## GIVEN TEXT
+++

Other successful programs included “Lunch & Learn” for businesses and a leadership development series for anyone wanting to learn more. The leadership classes averaged about 12 participants per session. Not only did participants learn about working with volunteers, running meetings, and project management, they shared their own ideas and inspirations with classmates.

“Good things come from citizens,” said George. “That’s how Winthrop got pickleball courts.”

Another project George is proud of is having the Small Business Development Center (SBDC) from UNI work with local entrepreneurs. Over the course of six years, more than 40 businesses were assisted in starting or growing.

George also reiterated the importance of citizens completing the census forms and submitting them.

“It is so incredibly important,” he said.


Even with all of projects he has worked to accomplish with his board and the communities, he says there is always more to do. He feels the next director will have to be able to wear many hats and be able to communicate well and understand the needs of everyone – from a small-town business owner to a large corporate developer. The person will have to continue to work well with local, regional, and state entities. They will also have to understand the latest technology and social media platforms.

In retirement, George looks to spend more time outdoors gardening and fishing.

“I’ll pursue some of my bad habits,” he joked.

He’ll stay involved with church and civic organizations, and maybe get a part-time job.

“I want to stay active.” he said. “I’ve been blessed by having this job and working with forward-thinking people who want to better their communities.”

As George is leaving, several associates have offered their feelings and comments on working with him.

“Being on the BCEDC board and working with George has been a pleasure,” said Clayton Ohrt. “George was always thinking ahead on ideas and looking into the future with the best interest in mind for Buchanan County. He was always considerate and respectful of the BCEDC board’s visions and desires. George was a key and team player in getting the veterans’ memorial to become a reality, located on the courthouse lawn, and was a joy to work with on the project. Two of George’s talents that I am aware of are beer making and storytelling (gift of gab).”

“I have enjoyed getting to know George better over the years as our director,” said BCEDC board member and Independence Mayor Bonita Davis. “He has taken his job seriously and kept everyone informed of changes and opportunities. I think George will stay busy with retirement and hope he will be able to travel for fun. I will need to contact him frequently so he doesn’t forget my name. He is a good guy and the board will miss his conversations.”

+++

## EXTRACTED DATA
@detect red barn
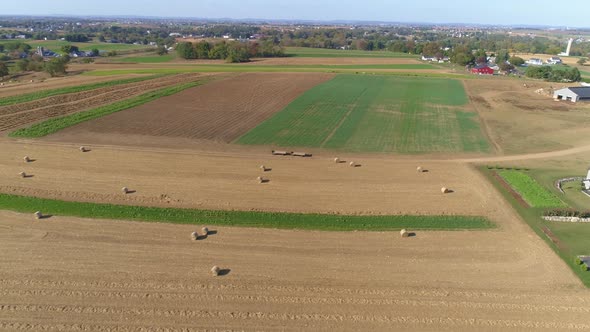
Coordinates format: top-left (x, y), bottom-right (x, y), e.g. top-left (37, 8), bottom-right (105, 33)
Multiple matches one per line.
top-left (471, 65), bottom-right (494, 75)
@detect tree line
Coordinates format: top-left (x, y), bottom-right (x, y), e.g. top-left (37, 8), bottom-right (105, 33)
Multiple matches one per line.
top-left (176, 39), bottom-right (285, 63)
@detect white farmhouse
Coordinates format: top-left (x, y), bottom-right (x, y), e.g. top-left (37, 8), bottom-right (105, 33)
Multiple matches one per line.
top-left (526, 58), bottom-right (543, 66)
top-left (582, 169), bottom-right (590, 190)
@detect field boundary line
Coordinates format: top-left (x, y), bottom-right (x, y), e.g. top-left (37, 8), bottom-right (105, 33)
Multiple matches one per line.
top-left (461, 80), bottom-right (504, 154)
top-left (320, 88), bottom-right (367, 148)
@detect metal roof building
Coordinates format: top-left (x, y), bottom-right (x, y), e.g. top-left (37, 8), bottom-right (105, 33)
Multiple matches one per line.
top-left (553, 86), bottom-right (590, 103)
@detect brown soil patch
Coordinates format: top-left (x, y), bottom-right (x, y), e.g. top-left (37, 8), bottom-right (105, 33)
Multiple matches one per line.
top-left (0, 74), bottom-right (208, 132)
top-left (464, 77), bottom-right (590, 154)
top-left (56, 73), bottom-right (333, 142)
top-left (0, 73), bottom-right (141, 98)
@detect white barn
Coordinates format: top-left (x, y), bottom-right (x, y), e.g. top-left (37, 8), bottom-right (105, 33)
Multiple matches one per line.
top-left (553, 86), bottom-right (590, 103)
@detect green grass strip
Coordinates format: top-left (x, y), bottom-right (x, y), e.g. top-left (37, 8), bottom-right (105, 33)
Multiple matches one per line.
top-left (0, 75), bottom-right (164, 106)
top-left (9, 81), bottom-right (203, 138)
top-left (0, 194), bottom-right (494, 231)
top-left (498, 170), bottom-right (567, 208)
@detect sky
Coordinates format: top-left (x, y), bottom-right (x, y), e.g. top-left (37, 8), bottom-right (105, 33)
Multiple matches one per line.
top-left (0, 0), bottom-right (590, 27)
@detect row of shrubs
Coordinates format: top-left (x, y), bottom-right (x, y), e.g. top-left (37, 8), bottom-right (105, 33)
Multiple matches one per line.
top-left (543, 209), bottom-right (590, 218)
top-left (487, 165), bottom-right (530, 171)
top-left (575, 257), bottom-right (588, 272)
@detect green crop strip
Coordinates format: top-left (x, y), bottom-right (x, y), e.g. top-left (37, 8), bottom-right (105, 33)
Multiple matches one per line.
top-left (498, 170), bottom-right (566, 207)
top-left (0, 194), bottom-right (494, 231)
top-left (236, 75), bottom-right (489, 153)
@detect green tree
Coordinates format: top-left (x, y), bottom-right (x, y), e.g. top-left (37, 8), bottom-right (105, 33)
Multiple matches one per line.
top-left (61, 44), bottom-right (80, 54)
top-left (195, 41), bottom-right (211, 59)
top-left (156, 45), bottom-right (168, 55)
top-left (225, 43), bottom-right (250, 62)
top-left (209, 41), bottom-right (229, 59)
top-left (176, 42), bottom-right (197, 59)
top-left (45, 56), bottom-right (70, 77)
top-left (0, 62), bottom-right (8, 80)
top-left (508, 56), bottom-right (524, 67)
top-left (451, 45), bottom-right (475, 66)
top-left (496, 50), bottom-right (510, 64)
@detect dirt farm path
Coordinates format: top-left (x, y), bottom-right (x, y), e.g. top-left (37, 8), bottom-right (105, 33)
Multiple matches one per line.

+++

## TASKS TO CARRY OUT
A - According to the article about George's retirement, what abilities will the next director need? List every one.
B - Print the stretch of the article about George's retirement from "In retirement, George" through "working with him.".
C - Proceed with the article about George's retirement, writing on from the point where it stops.
Nothing in the lines is needed for the tasks.

## ANSWERS BY TASK
A -
- Be able to wear many hats
- Communicate well
- Understand the needs of everyone, from a small-town business owner to a large corporate developer
- Continue to work well with local, regional, and state entities
- Understand the latest technology and social media platforms

B -
In retirement, George looks to spend more time outdoors gardening and fishing.

“I’ll pursue some of my bad habits,” he joked.

He’ll stay involved with church and civic organizations, and maybe get a part-time job.

“I want to stay active.” he said. “I’ve been blessed by having this job and working with forward-thinking people who want to better their communities.”

As George is leaving, several associates have offered their feelings and comments on working with him.

C -
“I joined the Small Business Development Center at the University of Northern Iowa in late 2016,” said Amy Dutton, regional director for America’s SBDC – Iowa. “Our center serves nine counties and George Lake was one of the first economic developers to reach out to collaborate with me. Over our time working together, I’ve had the pleasure of joining George in speaking with numerous clients exploring business in Buchanan County and even a few looking to expand operations. George has always demonstrated his desire to see small businesses get good information and to succeed. While I look forward to continuing to partner with Buchanan County Economic Development, I will miss George Lake’s leadership and enthusiasm.”

“I always enjoyed working with George. Both times,” said Brian Schoon of INRCOG, who worked on the housing assessment. “He is very cerebral – asks questions and was very professional. He has a tremendous sense of humor.”

“I have enjoyed working with George over the last three years and tapping into his wealth of knowledge regarding economic development,” said Lisa Kremer, communication specialist for BCEDC. “He has a real love of Buchanan County as well as a passion for economic development, which shows in the quality work he has done over his time as economic development director. I will miss working with him and wish him the best in his retirement.”

The Buchanan County Economic Development board has been in the process of interviewing candidates and is expected to announce the new director after meeting at the end of May.